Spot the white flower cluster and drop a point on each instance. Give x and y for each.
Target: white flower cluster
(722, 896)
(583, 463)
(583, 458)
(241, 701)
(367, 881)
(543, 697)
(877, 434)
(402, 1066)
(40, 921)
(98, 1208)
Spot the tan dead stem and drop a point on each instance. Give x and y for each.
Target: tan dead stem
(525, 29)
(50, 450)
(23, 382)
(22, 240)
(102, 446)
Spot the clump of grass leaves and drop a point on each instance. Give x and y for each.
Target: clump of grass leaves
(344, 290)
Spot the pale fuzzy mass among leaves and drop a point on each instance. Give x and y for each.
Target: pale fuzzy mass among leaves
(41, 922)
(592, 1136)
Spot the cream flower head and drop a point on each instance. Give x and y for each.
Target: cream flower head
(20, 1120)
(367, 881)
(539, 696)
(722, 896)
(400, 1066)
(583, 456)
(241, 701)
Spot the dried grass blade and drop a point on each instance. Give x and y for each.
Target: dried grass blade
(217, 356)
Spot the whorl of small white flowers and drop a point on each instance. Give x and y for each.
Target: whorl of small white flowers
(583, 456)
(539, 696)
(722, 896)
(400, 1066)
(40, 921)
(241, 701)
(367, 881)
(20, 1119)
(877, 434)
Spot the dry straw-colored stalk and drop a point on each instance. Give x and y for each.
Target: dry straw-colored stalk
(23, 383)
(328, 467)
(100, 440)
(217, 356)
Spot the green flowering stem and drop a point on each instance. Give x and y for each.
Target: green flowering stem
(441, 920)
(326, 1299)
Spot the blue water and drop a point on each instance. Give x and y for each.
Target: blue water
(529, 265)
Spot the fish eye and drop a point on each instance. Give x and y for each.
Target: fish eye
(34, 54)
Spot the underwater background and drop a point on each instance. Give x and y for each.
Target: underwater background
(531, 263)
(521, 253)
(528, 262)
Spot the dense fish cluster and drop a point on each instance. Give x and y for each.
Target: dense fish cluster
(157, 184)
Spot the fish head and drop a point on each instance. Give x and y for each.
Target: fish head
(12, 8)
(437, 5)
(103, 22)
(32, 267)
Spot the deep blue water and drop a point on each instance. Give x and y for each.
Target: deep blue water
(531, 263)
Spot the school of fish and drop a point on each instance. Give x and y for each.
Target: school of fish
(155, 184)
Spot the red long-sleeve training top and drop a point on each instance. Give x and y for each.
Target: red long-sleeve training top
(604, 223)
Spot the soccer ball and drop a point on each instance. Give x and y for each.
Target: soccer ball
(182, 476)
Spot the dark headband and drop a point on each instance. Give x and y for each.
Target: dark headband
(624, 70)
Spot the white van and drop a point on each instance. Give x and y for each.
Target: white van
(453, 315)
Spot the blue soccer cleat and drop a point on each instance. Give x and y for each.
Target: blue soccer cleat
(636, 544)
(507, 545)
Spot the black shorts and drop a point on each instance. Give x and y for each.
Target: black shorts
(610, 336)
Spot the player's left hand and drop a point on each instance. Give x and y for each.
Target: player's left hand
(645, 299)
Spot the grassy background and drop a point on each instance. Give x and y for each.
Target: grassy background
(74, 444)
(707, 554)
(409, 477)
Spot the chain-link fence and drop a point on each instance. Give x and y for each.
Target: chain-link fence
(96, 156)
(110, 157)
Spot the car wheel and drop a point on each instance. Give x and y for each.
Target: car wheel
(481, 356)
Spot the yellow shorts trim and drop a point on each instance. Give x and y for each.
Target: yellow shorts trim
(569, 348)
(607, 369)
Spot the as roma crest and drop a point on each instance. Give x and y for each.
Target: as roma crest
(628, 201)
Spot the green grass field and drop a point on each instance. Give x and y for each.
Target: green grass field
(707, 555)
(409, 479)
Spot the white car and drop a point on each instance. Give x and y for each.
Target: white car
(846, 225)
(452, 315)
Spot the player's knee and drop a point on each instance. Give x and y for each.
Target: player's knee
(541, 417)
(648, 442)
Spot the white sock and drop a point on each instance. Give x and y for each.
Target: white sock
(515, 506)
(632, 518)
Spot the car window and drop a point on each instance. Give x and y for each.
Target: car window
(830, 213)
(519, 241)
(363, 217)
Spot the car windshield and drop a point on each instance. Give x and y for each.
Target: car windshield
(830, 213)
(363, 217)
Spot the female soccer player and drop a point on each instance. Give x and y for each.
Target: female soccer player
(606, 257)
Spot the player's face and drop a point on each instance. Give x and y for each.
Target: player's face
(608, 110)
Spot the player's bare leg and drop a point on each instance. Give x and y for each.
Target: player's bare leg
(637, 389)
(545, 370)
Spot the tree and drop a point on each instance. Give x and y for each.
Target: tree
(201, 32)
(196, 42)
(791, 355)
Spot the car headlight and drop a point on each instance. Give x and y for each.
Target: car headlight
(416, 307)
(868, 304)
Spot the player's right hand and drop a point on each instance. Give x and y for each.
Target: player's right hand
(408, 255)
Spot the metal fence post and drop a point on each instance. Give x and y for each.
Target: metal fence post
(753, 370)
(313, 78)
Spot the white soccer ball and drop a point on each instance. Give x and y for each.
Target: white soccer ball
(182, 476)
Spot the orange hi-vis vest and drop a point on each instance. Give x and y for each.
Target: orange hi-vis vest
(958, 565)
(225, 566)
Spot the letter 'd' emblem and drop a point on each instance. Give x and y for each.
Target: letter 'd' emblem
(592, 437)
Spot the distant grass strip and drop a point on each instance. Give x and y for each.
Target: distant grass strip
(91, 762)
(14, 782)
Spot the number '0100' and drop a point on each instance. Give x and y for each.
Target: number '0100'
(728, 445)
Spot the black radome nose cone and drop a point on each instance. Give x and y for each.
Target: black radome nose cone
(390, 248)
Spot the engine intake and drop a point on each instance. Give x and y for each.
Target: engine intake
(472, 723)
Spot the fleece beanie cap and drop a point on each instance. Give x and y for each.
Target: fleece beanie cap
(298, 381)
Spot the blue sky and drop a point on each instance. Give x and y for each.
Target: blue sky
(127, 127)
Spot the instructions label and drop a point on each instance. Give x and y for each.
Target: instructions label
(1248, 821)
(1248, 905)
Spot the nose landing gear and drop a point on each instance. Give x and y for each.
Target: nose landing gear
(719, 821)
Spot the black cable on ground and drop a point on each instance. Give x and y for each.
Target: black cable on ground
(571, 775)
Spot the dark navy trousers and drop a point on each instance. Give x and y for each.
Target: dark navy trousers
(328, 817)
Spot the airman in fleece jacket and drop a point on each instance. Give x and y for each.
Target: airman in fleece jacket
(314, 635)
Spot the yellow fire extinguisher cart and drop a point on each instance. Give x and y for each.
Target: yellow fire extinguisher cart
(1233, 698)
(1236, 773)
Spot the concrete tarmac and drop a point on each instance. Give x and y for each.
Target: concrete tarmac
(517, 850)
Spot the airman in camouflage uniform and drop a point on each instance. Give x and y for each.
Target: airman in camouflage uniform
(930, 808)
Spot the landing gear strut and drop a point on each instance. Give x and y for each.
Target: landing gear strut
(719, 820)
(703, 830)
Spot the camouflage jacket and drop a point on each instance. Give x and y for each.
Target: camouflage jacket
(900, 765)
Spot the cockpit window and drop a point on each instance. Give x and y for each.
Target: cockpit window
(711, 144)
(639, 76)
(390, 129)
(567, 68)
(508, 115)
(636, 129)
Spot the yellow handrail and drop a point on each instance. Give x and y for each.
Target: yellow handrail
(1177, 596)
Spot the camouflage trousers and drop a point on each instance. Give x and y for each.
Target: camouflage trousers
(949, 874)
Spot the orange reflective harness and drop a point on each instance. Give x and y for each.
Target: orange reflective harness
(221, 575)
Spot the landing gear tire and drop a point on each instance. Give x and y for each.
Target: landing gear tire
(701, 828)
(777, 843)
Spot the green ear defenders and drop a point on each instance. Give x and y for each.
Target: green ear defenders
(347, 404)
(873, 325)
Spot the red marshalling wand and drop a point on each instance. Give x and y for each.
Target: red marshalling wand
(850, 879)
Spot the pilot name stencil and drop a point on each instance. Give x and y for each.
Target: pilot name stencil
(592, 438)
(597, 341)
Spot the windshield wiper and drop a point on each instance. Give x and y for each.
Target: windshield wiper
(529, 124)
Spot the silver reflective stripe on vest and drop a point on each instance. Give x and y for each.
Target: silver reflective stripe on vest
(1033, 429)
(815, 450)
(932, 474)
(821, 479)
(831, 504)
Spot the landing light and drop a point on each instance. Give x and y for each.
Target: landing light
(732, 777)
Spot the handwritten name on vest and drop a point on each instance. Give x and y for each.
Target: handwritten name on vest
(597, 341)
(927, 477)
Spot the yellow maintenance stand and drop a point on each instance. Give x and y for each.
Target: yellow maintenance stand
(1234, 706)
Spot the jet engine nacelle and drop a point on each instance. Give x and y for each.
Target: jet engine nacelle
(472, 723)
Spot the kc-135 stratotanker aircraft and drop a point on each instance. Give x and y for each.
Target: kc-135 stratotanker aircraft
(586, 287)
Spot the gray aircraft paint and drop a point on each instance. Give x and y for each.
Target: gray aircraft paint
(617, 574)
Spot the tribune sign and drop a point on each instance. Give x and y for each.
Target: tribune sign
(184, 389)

AIM: Retype exactly, please, each line from the line that contains "Spot the landing light" through the last line of the entries above, with nothing added.

ANSWER TO THIS PROBLEM:
Spot the landing light and drop a point on each instance. Give x and y for each.
Target: landing light
(732, 777)
Spot the handwritten name on vest and drop a point on each instance. Give x and y for each.
Target: handwritten name on vest
(597, 341)
(927, 477)
Spot the yellow maintenance stand and drop a point on each instance. Give x and y for each.
Target: yellow maintenance stand
(1234, 706)
Spot the jet engine nacelle and drop a point on each instance. Give x and y for each.
Target: jet engine nacelle
(472, 723)
Spot the kc-135 stratotanker aircraft and drop a point on each instance. Give x and y for each.
Target: kc-135 stratotanker aircraft
(586, 287)
Spot the gray aircraft paint and drop a point on each instance. Give x and y for each.
Target: gray aircraft paint
(617, 574)
Spot the tribune sign and drop a point on each instance. Give x and y for each.
Target: tribune sign
(184, 389)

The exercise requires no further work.